• [ЗАДАНИЕ]: Перепишите дословно фрагмент текста о стихах Вациетиса от «чтобы солнце село.» до «кто умел читать.».

• [ИСХОДНЫЙ ТЕКСТ]:
----------

Для сопряжения необходимо некоторое формальное подобие – к примеру, нельзя сопрячь двигатель с лотосом. Но можно мост или берега – с потоком. Сопряженный со временем художник принимает участие в процессах мироздания (берега и мост участвуют в течении воды, а кристалл, фонтан или зеркало – всего-навсего отражают; они части, не участники). Мироздание говорит устами (посредством) сопряженного со временем художника. Возможно, Михаил Кузмин звучал тоньше, парадоксальней Осипа Мандельштама, но тогда мироздание говорило Мандельштамом и хотело, чтобы его слушали.

Основной вывод из чтения стихов Вациетиса: мироздание не сошло с ума. Ясное дело, такого художника оно будет слегка стыдиться, призывая на службу от случая к случаю. Тем более, Вациетис нарушает принцип соответствия. Механика Эйнштейна при малых скоростях становится механикой Ньютона, а Вациетис, возвращаясь на землю из космоса, отказывается редуцировать высшую правду, приспосабливая ее к земной тяжести: «Но глаза видят,/ мысли бегут,/ планета вращается,/ и нашей походке/ пока еще присуща легкость косули».

 

Библиотека

 

Причину, по которой Ньютон задумывался о всемирном тяготении, думаю, несложно угадать. Его, вероятно, угнетало то, что люди (разумные, уважаемые) безропотно принимали тот факт, что земля притягивает к себе яблоко, не задумываясь, а чем же это земля так хороша, что именно она притягивает? Почему не притягивают Луна, Солнце, Вестминстерский собор, ньютонова голова (в конце концов, именно она притянула к себе решающее яблоко)?

Хотя Ньютон и сказал, что «видел далеко, ибо стоял на плечах гигантов», его деятельность сложно рассматривать в контексте деятельности других ученых той эпохи. Точно так же и Вациетиса не стоит пытаться втиснуть в поэтический контекст тех лет. Двадцать лет назад я не случайно назвал его «понимателем»: он пробовал понять и взвесить на внутренних весах то, что коллеги по цеху (Зиедонис, Чаклайс, Петерс) оценивали интуитивно: свободу и коммунизм, веру и предательство, Латвию и мир, отливы и приливы… Пускай Вациетиса и подпитывали их душевные порывы и профессиональные достижения, занимался-то он вопросами, которые они для себя решили раз и навсегда.

Вместо того, чтобы – подобно И. Зиедонису – «войти в себя», он уходит: «Продолжение рода/ предполагает уход/ даже от себя самого». Во всей латышской поэзии второй половины XX века никто не жаждал понять с такой силой, как Вациетис. Проекция, в какой он видел мир, была абсолютно открыта – все непонятно, все сметано на живую нитку, и каждое стихотворение становилось актом понимания и утверждения понятого.

Покажи мне сторону,

где закат живет.

Наглухо заделаю ее –

мне бы не хотелось,

чтобы солнце село.

Мне кажется, было бы интересно сравнить Вациетиса с Бродским. Не в смысле кто кого – это безнадежно, они порождения различных стихий, а в смысле – как становятся поэтами, востребованными в такой мере, как Вациетис и Бродский. Хотя, наверное, Вациетис – на время – был по-своему даже более востребован. В Латвии его чтил каждый, кто умел читать.

----------

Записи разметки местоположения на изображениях
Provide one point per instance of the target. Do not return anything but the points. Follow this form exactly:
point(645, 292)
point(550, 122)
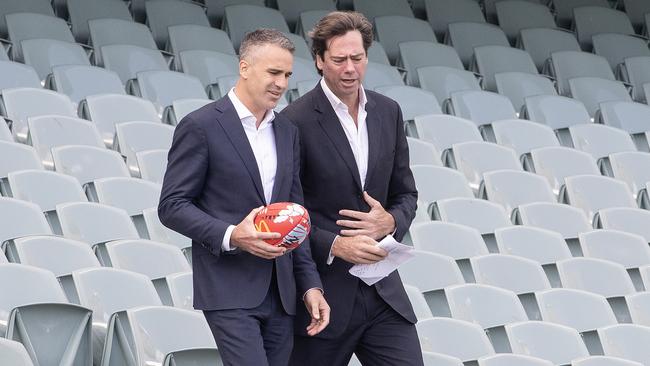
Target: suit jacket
point(211, 182)
point(331, 182)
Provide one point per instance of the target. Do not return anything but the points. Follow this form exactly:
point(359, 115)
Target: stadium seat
point(79, 82)
point(441, 13)
point(107, 110)
point(110, 31)
point(83, 11)
point(162, 14)
point(453, 337)
point(465, 36)
point(109, 290)
point(591, 20)
point(510, 19)
point(391, 30)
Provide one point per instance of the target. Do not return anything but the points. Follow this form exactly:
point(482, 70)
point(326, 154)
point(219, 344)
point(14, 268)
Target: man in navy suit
point(227, 160)
point(358, 189)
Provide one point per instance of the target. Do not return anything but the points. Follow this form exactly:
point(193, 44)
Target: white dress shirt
point(357, 134)
point(262, 141)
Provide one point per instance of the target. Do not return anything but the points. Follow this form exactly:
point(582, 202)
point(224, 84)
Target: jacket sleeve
point(187, 166)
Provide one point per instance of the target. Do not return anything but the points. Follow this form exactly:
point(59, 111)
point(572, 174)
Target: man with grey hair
point(227, 160)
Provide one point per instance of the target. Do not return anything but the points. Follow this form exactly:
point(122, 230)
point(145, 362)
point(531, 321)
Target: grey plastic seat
point(585, 192)
point(457, 338)
point(86, 221)
point(421, 152)
point(418, 54)
point(14, 353)
point(43, 54)
point(593, 91)
point(474, 158)
point(155, 337)
point(107, 110)
point(46, 132)
point(541, 245)
point(209, 66)
point(82, 11)
point(110, 290)
point(491, 60)
point(523, 136)
point(600, 140)
point(567, 220)
point(465, 36)
point(591, 20)
point(180, 290)
point(636, 72)
point(79, 81)
point(443, 130)
point(413, 101)
point(508, 359)
point(17, 75)
point(556, 343)
point(509, 16)
point(540, 43)
point(110, 31)
point(555, 111)
point(441, 13)
point(617, 47)
point(187, 37)
point(22, 103)
point(376, 8)
point(558, 162)
point(511, 188)
point(54, 330)
point(241, 19)
point(631, 220)
point(430, 273)
point(603, 361)
point(442, 81)
point(181, 108)
point(22, 157)
point(517, 86)
point(20, 6)
point(128, 60)
point(378, 75)
point(162, 14)
point(164, 87)
point(21, 27)
point(291, 9)
point(153, 259)
point(133, 137)
point(88, 163)
point(626, 341)
point(566, 65)
point(482, 107)
point(391, 30)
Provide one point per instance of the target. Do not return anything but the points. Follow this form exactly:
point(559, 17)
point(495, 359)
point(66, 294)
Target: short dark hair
point(338, 23)
point(264, 36)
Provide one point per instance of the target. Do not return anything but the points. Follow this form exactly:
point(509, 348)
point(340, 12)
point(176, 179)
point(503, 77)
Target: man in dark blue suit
point(227, 160)
point(358, 188)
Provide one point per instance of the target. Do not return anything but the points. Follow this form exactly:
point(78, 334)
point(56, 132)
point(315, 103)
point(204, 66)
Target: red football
point(291, 220)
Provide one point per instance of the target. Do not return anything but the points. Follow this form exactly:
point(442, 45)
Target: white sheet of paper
point(397, 254)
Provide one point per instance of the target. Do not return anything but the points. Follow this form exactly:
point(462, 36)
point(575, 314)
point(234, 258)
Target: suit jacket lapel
point(284, 148)
point(333, 129)
point(231, 123)
point(373, 123)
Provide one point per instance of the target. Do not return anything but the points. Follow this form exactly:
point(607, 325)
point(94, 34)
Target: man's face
point(344, 64)
point(267, 72)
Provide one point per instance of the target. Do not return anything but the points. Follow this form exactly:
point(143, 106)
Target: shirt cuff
point(330, 257)
point(225, 244)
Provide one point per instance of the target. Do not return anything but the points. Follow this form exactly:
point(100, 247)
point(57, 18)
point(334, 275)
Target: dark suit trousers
point(376, 333)
point(262, 336)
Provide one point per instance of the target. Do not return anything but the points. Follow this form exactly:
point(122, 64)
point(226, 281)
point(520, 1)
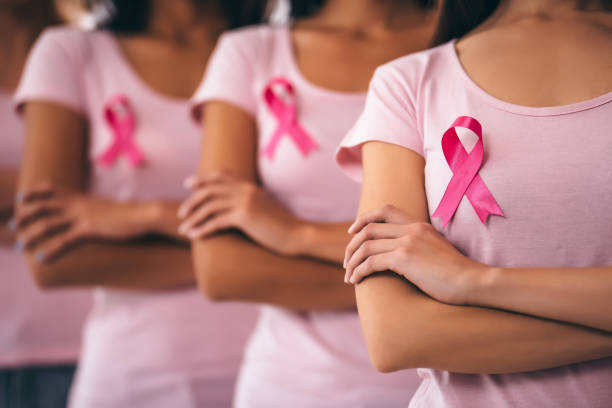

----------

• [ПОЛНЫЙ ОТВЕТ]:
чтобы солнце село.

Мне кажется, было бы интересно сравнить Вациетиса с Бродским. Не в смысле кто кого – это безнадежно, они порождения различных стихий, а в смысле – как становятся поэтами, востребованными в такой мере, как Вациетис и Бродский. Хотя, наверное, Вациетис – на время – был по-своему даже более востребован. В Латвии его чтил каждый, кто умел читать.